Stated problem -
Can you update the lines from the one with "of the swimmer's" up to and including the one with "x=183 y=101" so that "awning" becomes "canopy", with nothing else changed? Return only those lines.

Data for this task -
* BEGIN *

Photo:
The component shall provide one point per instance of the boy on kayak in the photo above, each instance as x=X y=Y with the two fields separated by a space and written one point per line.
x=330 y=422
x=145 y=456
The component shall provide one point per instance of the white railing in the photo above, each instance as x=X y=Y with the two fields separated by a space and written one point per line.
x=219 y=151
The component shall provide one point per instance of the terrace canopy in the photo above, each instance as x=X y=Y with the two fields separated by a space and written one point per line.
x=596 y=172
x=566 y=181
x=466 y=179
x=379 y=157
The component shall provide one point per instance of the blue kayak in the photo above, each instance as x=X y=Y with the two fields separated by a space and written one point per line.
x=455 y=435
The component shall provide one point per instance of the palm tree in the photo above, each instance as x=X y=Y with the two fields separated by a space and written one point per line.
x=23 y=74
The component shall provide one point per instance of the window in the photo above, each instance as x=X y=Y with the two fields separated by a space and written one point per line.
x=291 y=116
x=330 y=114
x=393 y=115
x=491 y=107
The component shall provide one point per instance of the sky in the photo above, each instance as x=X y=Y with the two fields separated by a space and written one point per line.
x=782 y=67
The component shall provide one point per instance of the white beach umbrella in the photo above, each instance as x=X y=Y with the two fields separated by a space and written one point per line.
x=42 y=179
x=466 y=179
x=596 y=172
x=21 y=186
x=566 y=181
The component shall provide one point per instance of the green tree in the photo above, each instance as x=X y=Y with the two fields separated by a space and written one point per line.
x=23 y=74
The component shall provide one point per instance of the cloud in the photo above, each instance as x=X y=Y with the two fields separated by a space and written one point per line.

* END *
* BEGIN *

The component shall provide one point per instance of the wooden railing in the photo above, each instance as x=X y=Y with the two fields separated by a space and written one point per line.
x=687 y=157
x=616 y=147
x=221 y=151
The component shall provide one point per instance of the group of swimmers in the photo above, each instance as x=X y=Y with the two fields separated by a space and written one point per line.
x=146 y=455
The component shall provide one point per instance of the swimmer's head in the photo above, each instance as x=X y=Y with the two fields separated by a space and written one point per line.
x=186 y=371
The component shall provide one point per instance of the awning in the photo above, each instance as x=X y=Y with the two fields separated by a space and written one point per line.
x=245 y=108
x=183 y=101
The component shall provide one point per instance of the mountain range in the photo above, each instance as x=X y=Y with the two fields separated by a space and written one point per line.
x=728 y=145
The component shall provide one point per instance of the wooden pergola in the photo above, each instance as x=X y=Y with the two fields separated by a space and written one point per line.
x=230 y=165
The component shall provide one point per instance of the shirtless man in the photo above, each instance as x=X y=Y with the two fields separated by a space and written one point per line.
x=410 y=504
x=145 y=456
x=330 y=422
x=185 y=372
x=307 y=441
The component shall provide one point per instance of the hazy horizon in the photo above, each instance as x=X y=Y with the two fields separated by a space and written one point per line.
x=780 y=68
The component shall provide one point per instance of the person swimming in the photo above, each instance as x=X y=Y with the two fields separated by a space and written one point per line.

* END *

Written answer -
The component shall provide one point per instance of the swimmer's head in the photo above, each instance as x=X y=Y with the two fields separated by a space and written one point per line.
x=186 y=371
The component shall provide one point per instance of the canopy in the photo above, each instance as x=X y=Y with the two fields separated by a space and written one point per line.
x=245 y=108
x=183 y=101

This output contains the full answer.